Data shown =
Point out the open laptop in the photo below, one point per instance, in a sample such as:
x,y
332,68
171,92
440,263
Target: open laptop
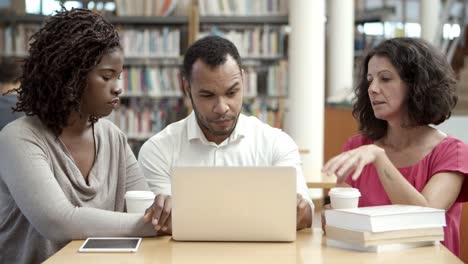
x,y
234,203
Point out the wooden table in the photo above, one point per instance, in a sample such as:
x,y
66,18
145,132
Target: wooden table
x,y
308,248
324,182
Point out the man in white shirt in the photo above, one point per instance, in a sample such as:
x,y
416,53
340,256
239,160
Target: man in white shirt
x,y
216,133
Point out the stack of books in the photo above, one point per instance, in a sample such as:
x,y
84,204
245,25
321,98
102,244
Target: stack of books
x,y
384,228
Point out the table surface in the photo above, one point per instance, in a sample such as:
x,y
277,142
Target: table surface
x,y
308,248
323,182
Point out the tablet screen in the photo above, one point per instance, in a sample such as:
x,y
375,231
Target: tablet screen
x,y
111,244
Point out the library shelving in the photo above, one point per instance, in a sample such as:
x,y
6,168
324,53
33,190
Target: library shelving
x,y
154,46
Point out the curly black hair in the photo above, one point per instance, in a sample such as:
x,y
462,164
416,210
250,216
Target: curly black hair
x,y
430,80
61,54
212,50
10,70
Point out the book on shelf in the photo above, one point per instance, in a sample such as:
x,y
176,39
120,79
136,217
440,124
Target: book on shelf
x,y
151,7
380,248
252,41
242,7
385,218
366,239
150,42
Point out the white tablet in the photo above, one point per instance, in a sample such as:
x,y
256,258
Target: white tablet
x,y
111,244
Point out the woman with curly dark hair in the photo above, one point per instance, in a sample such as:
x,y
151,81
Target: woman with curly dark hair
x,y
64,171
405,85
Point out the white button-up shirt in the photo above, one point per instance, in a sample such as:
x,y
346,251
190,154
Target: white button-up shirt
x,y
183,144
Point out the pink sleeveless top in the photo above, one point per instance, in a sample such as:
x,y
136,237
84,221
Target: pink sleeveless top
x,y
450,155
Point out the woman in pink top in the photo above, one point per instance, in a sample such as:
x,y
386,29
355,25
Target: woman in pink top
x,y
404,86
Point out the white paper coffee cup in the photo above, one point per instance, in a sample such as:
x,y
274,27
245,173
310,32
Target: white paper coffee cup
x,y
138,201
343,198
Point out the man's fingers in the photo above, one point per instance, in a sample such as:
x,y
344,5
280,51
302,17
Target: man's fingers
x,y
158,206
148,215
166,211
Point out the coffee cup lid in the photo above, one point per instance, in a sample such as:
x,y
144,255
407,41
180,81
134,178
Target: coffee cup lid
x,y
344,192
139,194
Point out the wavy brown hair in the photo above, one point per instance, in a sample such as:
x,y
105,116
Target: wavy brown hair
x,y
61,55
430,80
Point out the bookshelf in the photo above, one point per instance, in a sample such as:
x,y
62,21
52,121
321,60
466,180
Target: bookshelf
x,y
154,46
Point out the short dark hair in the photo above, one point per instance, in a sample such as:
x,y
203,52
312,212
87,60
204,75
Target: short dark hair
x,y
430,80
10,70
212,50
61,54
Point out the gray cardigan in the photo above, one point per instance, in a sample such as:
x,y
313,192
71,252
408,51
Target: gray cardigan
x,y
44,200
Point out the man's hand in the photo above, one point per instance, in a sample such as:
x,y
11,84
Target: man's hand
x,y
304,213
322,215
160,214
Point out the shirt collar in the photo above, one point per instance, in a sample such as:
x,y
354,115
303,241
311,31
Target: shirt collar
x,y
194,131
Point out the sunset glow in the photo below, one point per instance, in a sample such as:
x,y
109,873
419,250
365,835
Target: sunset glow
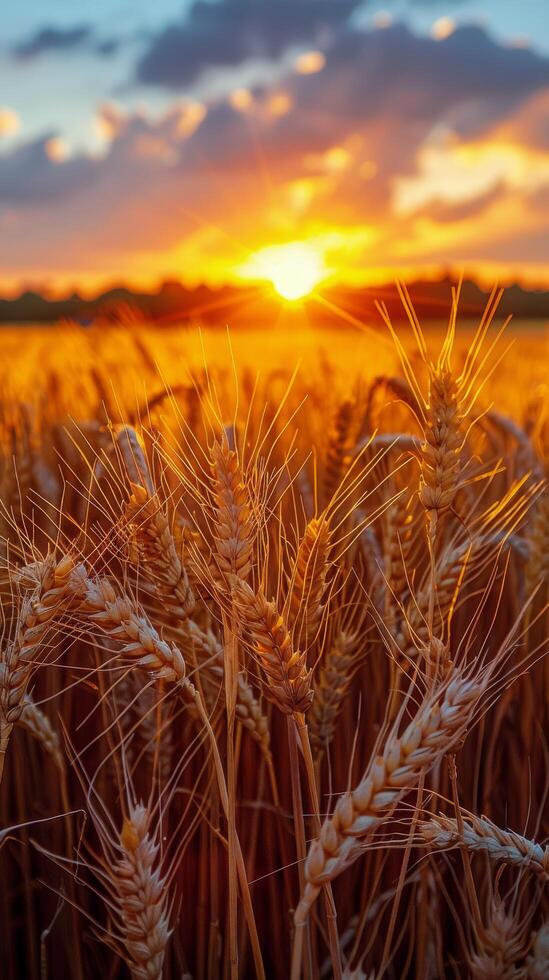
x,y
403,142
293,269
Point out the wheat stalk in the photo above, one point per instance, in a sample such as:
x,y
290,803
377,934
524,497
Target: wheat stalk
x,y
156,552
437,726
332,686
232,515
338,448
33,719
142,896
480,834
287,679
537,963
308,584
499,946
54,586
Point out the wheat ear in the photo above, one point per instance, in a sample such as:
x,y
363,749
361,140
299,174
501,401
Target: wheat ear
x,y
232,515
54,586
156,552
287,679
499,945
309,581
331,688
143,647
438,725
34,720
537,963
142,896
338,448
480,834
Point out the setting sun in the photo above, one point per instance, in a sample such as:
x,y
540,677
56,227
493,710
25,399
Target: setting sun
x,y
294,269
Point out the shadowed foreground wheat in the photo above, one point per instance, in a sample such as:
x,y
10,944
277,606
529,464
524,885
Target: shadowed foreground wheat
x,y
274,686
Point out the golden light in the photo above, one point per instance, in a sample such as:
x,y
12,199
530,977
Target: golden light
x,y
9,121
443,28
241,99
56,149
190,117
309,63
294,269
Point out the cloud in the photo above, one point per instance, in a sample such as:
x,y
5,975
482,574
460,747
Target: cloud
x,y
35,174
225,34
9,121
52,39
319,155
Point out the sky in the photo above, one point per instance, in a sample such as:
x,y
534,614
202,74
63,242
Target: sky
x,y
210,140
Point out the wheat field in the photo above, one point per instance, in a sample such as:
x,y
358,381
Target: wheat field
x,y
274,686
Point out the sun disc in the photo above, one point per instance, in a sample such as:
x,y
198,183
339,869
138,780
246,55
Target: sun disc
x,y
293,269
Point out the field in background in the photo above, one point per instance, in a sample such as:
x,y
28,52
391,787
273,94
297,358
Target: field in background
x,y
25,352
274,685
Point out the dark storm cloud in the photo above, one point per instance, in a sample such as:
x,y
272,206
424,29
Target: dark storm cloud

Task to complete = Without the pictures, print the records in full, exactly as they appear.

Answer =
Point out the open laptop in the photo below, one point per instance, in a sample such as:
x,y
332,68
171,92
440,263
Target: open laptop
x,y
234,203
Point out the wooden table in the photo above, one point per instance, in a sample such as:
x,y
66,18
145,132
Target: wooden table
x,y
308,248
324,182
Point out the man in white shirt in the photo above, one point per instance, in a sample such as:
x,y
416,53
340,256
239,160
Target: man in white shirt
x,y
216,133
Point out the stack of books in the photo above, one point per instance, in a sample such as:
x,y
84,204
245,25
321,98
102,244
Target: stack of books
x,y
384,228
Point out the table surface in the photo above, one point per instance, in a sample such as:
x,y
277,142
Target: table surface
x,y
308,248
323,182
Point out the tablet screen in the photo above, one point per instance, in a sample such as:
x,y
375,231
Target: tablet screen
x,y
111,244
Point out the library shelving in the photo above, one point per instance, in a sample such as:
x,y
6,168
324,53
33,190
Target: library shelving
x,y
154,46
Point out the curly black hair in the photo above, one point per instance, in a sample such as:
x,y
462,164
416,210
250,216
Target: curly black hair
x,y
430,80
61,54
212,50
10,70
Point out the book on shelf in the photo above, one point per instance, in a sample such as:
x,y
176,39
120,79
136,217
440,124
Target: book on shelf
x,y
151,7
380,248
252,41
242,7
385,218
366,239
150,42
Point out the white tablet in the photo above, one point per instance, in a sample such as:
x,y
256,258
Target: white tablet
x,y
111,244
Point out the woman with curly dark hair in the photo above, one point per instance, in a sample such as:
x,y
151,81
Target: woman with curly dark hair
x,y
64,171
405,85
Point out the white button-up shirt in the photo above, one point per instance, in a sample such as:
x,y
346,251
190,154
Target: white button-up shirt
x,y
183,144
Point out the pink sleeveless top in the photo above, one point per instance, in a sample such as:
x,y
136,237
84,221
Target: pink sleeveless top
x,y
450,155
Point out the woman in pink top in the photo above, one point per instance, in a sample such as:
x,y
386,29
355,25
Target: woman in pink top
x,y
404,86
Point out the white paper coffee cup in the photo above, one point per instance, in a sample such as:
x,y
274,27
245,173
310,32
Target: white paper coffee cup
x,y
138,201
343,198
Point out the man's fingers in the photo above, one point per instance, in a sample such as:
x,y
344,5
280,51
302,17
Target: man's fingers
x,y
158,206
148,215
166,211
Point out the coffee cup lid in the photo above, one point per instance, in a sample such as:
x,y
144,255
407,41
180,81
134,178
Target: coffee cup lid
x,y
344,192
139,194
Point out the wavy brown hair in the photo above, one point per instance, in a sample such as:
x,y
105,116
Target: wavy brown hair
x,y
61,55
430,80
Point out the bookshelf in the photo above, one point per instance, in a sample such as:
x,y
62,21
52,121
321,60
466,180
Target: bookshelf
x,y
154,46
Point out the short dark hair in the photo above, one point per instance, in a sample such as:
x,y
203,52
312,212
87,60
204,75
Target: short dark hair
x,y
430,80
10,70
212,50
61,54
Point out the gray cardigan in the photo above, one point per instance, in a sample such as:
x,y
313,192
71,252
408,51
Target: gray cardigan
x,y
44,200
Point out the man's hand in the photo above, one point per instance, in a sample such as:
x,y
11,84
Target: man's hand
x,y
304,213
322,215
160,214
Point out the shirt collar in the photo above, one point per instance, in a sample such as:
x,y
354,115
303,241
311,31
Target: shirt collar
x,y
194,131
Point out the sunset glow in the photo below, one point per instance, in a sample such as:
x,y
109,873
419,250
365,835
Target: sunset glow
x,y
403,142
293,269
Point out the wheat stalk in the photo above, one point per instance, in a sample such as:
x,y
290,803
377,934
524,497
Target: wheat stalk
x,y
156,552
437,726
332,686
232,515
338,448
33,719
142,896
480,834
287,679
537,963
308,584
499,946
54,586
Point out the wheat ear in the photo above, one point per instance, in a sample such as:
x,y
363,749
361,140
299,174
501,401
Target: wheat ear
x,y
232,515
54,586
156,552
287,679
499,945
309,581
331,688
143,647
438,725
34,720
537,963
142,896
338,448
480,834
Point out the setting sun in the photo above, one point per instance, in a sample such as:
x,y
540,677
56,227
493,710
25,399
Target: setting sun
x,y
294,269
Point out the shadowed foreground wheat in the photo above, one point per instance, in a sample such as:
x,y
10,944
277,606
529,464
524,885
Target: shadowed foreground wheat
x,y
274,686
Point out the golden light in the photo above, one point per instance, in a sample such as:
x,y
12,199
530,977
Target: golden light
x,y
9,121
443,28
241,99
56,149
190,117
309,63
294,269
Point out the cloud in the photo above, one point per instance, in a sample such as:
x,y
5,975
482,574
460,747
Target: cloud
x,y
35,174
225,34
9,121
52,39
319,155
Point out the sky in the photo above, one point per instance, in a sample such as:
x,y
534,614
202,74
63,242
Target: sky
x,y
210,140
Point out the wheat field in the photo above, one point per instance, in a sample such as:
x,y
358,381
Target: wheat field
x,y
274,686
Point out the sun disc in the photo above, one point per instance, in a sample such as:
x,y
198,183
339,869
138,780
246,55
Target: sun disc
x,y
293,269
Point out the field in background in the photo above, one point per instance, in a sample such as:
x,y
28,52
391,787
273,94
297,358
Target: field in background
x,y
25,352
274,685
Point out the dark storm cloud in the photo above, one point per instance, in a sample such as:
x,y
272,206
424,29
Target: dark storm cloud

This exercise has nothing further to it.